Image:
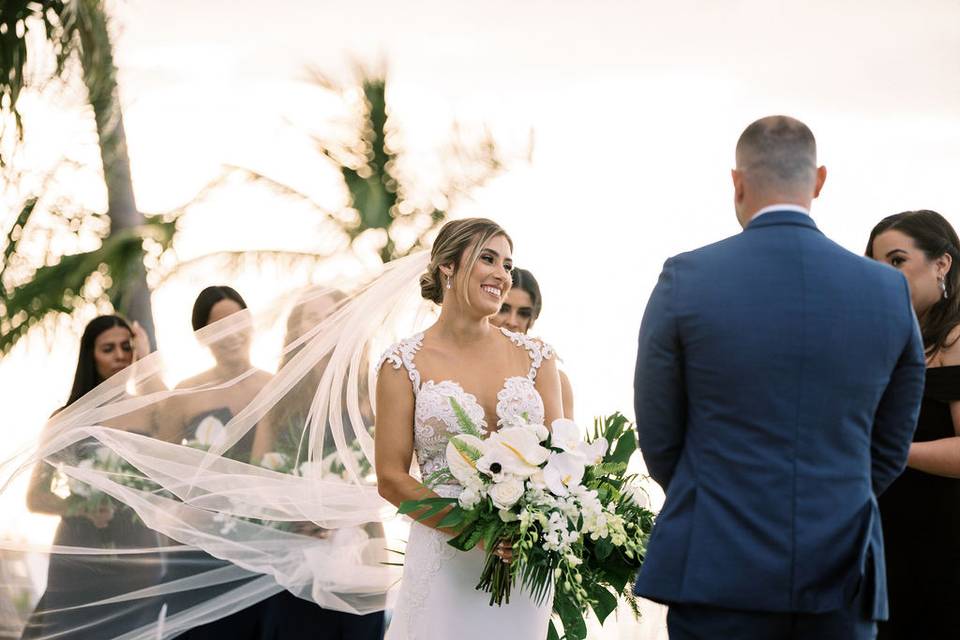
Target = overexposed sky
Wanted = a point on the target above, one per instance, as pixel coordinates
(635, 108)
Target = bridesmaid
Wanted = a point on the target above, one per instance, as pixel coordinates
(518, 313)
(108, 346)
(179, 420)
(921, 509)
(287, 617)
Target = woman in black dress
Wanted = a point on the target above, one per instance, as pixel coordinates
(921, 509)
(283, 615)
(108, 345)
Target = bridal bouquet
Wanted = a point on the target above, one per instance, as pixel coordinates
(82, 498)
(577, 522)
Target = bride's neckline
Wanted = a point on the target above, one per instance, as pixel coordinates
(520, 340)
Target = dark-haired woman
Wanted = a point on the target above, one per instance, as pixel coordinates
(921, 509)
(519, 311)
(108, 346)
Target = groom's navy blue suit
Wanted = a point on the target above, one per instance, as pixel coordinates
※
=== Exercise task ===
Copy out the lines above word for word, starting with the line that contains "Target = bridal bouquet" and continuing through the last line of the records.

=== Answer to this task ===
Target = bridal bouquet
Wanted = a point on the target above, one per instance, as pixel coordinates
(82, 498)
(577, 522)
Target = bride's neckline
Wanted = a point on the target above, one per instance, as pixel coordinates
(520, 340)
Target = dark-haired woman
Wanted = a point on the target above, one per instance, as pixel coordinates
(921, 509)
(519, 311)
(108, 346)
Target = groom's navy blue suit
Wanted = a point on the target above, one per instance, as pixel coordinates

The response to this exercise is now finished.